Activity 1:
Could you output, word for word, the part of the article on the Birmingham Confederate monument that opens with the words containing "As a result, the" and closes with "plywood screen down."?
Activity 2:
Can you write the next part of the news report on the Linn Park Confederate monument, picking up after its final sentence?

Attorney General Steve Marshall is prepared to again take the City of Birmingham to court pursuant to the Alabama Memorial Preservation Act.
After the 115-year-old Confederate Soldiers and Sailors monument in Birmingham’s Linn Park on Sunday night was vandalized in a failed attempt to take the obelisk-like monument down, Mayor Randall Woodfin arrived on the scene and promised the crowd that the City would remove the monument by Tuesday at noon.
The Alabama Memorial Preservation Act, enacted in 2017, is designed to preserve monuments in Alabama that are over 40 years old. The Supreme Court of Alabama has upheld the law and ruled that the City of Birmingham violated said law by obstructing the base of the monument in Linn Park with a large plywood screen.
As a result, the City was fined $25,000. However, as emphasized by Woodfin recently, the law as currently written only hands down a onetime fine per violation. The City of Birmingham maintains that the law does not actually require them to take the plywood screen down.
The crowd on Sunday night destroyed that plywood screen and continued to deface and damage the monument itself.

Input data:

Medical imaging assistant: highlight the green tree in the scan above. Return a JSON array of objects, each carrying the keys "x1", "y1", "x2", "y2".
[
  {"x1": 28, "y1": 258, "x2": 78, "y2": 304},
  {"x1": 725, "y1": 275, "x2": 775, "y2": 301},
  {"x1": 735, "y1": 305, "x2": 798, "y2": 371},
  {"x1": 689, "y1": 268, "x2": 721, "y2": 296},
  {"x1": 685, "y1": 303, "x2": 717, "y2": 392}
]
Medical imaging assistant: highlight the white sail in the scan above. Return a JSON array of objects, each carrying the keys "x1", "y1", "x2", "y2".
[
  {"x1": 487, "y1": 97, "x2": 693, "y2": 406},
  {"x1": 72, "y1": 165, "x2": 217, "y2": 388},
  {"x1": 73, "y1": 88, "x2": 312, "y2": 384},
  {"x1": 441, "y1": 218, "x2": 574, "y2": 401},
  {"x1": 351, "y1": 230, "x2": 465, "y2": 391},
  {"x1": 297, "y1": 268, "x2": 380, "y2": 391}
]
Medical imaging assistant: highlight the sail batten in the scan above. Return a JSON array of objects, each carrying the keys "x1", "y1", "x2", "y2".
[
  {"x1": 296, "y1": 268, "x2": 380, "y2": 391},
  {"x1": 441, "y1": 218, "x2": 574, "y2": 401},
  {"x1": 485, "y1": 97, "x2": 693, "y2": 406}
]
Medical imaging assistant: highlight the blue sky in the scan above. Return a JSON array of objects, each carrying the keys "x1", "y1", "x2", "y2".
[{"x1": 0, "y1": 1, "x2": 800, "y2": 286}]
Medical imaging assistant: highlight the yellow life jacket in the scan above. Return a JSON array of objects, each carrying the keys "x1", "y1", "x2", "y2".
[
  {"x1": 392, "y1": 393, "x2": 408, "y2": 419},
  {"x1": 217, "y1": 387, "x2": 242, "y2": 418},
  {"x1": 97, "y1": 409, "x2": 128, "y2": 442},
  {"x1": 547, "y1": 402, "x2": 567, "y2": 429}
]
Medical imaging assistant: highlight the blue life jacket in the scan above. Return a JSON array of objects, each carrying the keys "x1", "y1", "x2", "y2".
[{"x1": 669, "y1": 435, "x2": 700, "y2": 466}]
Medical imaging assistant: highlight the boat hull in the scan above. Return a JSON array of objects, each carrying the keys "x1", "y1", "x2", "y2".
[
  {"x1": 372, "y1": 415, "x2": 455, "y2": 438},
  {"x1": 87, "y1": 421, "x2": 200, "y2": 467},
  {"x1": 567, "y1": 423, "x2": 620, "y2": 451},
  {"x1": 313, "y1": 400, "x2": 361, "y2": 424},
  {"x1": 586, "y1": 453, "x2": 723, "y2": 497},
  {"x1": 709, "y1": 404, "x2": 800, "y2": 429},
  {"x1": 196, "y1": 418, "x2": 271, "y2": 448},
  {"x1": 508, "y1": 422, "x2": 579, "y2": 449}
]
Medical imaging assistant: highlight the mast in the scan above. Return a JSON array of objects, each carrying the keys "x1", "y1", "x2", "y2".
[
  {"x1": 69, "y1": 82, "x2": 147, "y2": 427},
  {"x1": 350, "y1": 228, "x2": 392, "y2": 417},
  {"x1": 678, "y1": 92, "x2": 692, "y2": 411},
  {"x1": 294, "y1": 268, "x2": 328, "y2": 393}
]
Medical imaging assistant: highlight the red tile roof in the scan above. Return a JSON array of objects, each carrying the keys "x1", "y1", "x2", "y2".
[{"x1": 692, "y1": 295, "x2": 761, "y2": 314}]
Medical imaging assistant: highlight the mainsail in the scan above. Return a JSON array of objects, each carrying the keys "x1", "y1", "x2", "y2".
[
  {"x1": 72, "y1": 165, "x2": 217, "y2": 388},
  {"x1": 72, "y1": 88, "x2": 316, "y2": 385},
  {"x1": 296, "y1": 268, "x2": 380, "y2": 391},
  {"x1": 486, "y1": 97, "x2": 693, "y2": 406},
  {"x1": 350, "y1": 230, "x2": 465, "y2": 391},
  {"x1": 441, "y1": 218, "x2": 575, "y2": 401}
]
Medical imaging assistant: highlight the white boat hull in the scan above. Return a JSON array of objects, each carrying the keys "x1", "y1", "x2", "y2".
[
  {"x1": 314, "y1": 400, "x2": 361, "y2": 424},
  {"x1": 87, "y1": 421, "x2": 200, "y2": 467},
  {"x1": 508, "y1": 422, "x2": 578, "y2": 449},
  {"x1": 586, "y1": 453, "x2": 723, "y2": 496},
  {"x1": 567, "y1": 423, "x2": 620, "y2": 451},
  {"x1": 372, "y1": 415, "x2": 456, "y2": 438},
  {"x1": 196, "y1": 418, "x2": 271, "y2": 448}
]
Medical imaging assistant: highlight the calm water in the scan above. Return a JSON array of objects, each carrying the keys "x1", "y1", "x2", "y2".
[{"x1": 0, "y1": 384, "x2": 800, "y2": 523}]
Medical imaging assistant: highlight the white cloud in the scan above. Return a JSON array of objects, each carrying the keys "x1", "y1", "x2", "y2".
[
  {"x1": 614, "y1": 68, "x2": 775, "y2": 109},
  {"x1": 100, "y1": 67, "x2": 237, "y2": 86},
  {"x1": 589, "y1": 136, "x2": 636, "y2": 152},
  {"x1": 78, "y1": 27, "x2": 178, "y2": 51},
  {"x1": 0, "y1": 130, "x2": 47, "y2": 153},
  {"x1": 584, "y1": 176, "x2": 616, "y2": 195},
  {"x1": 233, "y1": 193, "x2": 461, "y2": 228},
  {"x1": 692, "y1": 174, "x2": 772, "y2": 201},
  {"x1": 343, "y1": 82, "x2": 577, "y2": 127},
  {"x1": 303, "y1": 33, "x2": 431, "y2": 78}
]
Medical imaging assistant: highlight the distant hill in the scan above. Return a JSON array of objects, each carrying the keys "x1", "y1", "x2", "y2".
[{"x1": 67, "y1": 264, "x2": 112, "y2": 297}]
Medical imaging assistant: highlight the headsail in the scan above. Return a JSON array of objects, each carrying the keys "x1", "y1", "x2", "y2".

Written response 1:
As a result, the City was fined $25,000. However, as emphasized by Woodfin recently, the law as currently written only hands down a onetime fine per violation. The City of Birmingham maintains that the law does not actually require them to take the plywood screen down.

Written response 2:
Now, if the City does indeed remove the monument, it would appear another $25,000 onetime fine would be likely.
Speaking at a press conference on Monday, Woodfin indicated he is prepared to accept that consequence.
The attorney general soon thereafter made it clear enforcement of the Alabama Memorial Preservation Act by his office would occur if the monument is removed by the City.
“The Alabama Monuments Preservation Act provides a singular avenue for enforcement — the filing of a civil complaint in pursuit of a fine, which the Alabama Supreme Court has determined to be a one-time assessment of $25,000. The Act authorizes no additional relief,” Marshall said in a Monday statement. “Should the City of Birmingham proceed with the removal of the monument in question, based upon multiple conversations I have had today, city leaders understand I will perform the duties assigned to me by the Act to pursue a new civil complaint against the City.
“In the aftermath of last night’s violent outbreak, I have offered the City of Birmingham the support and resources of my office to restore peace to the City,” he concluded.
An effort to enhance the penalty provisions of the Alabama Memorial Preservation Act was thwarted this year when the 2020 regular session of the legislature was interrupted by the coronavirus pandemic. The proposed legislation would have changed the penalty for those who are found to violate the law to a system in which localities would be forced to pay $5,000 per day that each violation is not corrected.